Rogation Sunday
May 21, 2006
Rogation comes from the Latin rogare, meaning “to ask.” When the church
began observing rogation days in the fifth century, the prayers asked
that God protect the corn from mildew, but now we ask more generally
for God’s blessing on all things agricultural. Many churches still set
aside time to do this, but as far as I can tell, only the Anglican
church still calls that time Rogation season.
Of course, the custom of praying for the gods to bless the harvest is
as old as civilization itself, and the further you go back in
history, the more frequent and intense these prayers will be. In the
ancient world, people’s lives depended on the harvest in very direct
ways. When the crops failed, they would not just be
inconvenienced as we are today--they could die.
It is not surprising that the earliest civilizations all had a strong
female deity, an Earth Goddess connected with fertility and worshiped
with acts and images that we would today rightly consider in bad taste.
In Egyptian cultures this earth goddess was known as Isis, in Greek
cultures as Aphrodite or Demeter. In American Popular Culture, we call
her Angelina Jolie and Jennifer Anniston. Among the Canaanites who
occupied Palestine before the Hebrews, she was called Astarte or
Ashtoreth. You hear a lot about her in the Old Testament, (along with
her boyfriend Ba-al) because the Hebrew leadership had a lot of trouble
keeping their people from straying away to worship a goddess whose
shrines were conveniently located, and whose rituals sometimes involved
temple prostitutes. Other than Eve and a shadowy figure called Lilith,
the Hebrew culture pretty successfully banished fertility goddesses
from their life, but their major festivals, including Passover and
Pentecost were connected with harvest time.

(Recorded information):
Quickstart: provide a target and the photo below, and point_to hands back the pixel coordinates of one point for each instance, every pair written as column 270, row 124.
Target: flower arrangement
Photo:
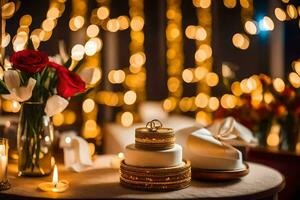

(Job 1): Shorten the paragraph of the Rogation Sunday passage that begins "Of course, the custom of praying" while keeping its main facts.
(Job 2): Transcribe the Rogation Sunday passage, starting at "It is not surprising" and ending at "in bad taste.".
(Job 3): List every name the Rogation Sunday passage gives for the earth goddess in Egyptian, Greek and Canaanite cultures.
The material has nothing to do with the Rogation Sunday passage.

(Exercise response 1): Praying for the gods to bless the harvest is as old as civilization, and such prayers grow more frequent and intense the further back in history you go. In the ancient world, lives depended directly on the harvest, so crop failure meant not inconvenience but possible death.

(Exercise response 2):
It is not surprising that the earliest civilizations all had a strong
female deity, an Earth Goddess connected with fertility and worshiped
with acts and images that we would today rightly consider in bad taste.

(Exercise response 3): Isis, Aphrodite, Demeter, Astarte, Ashtoreth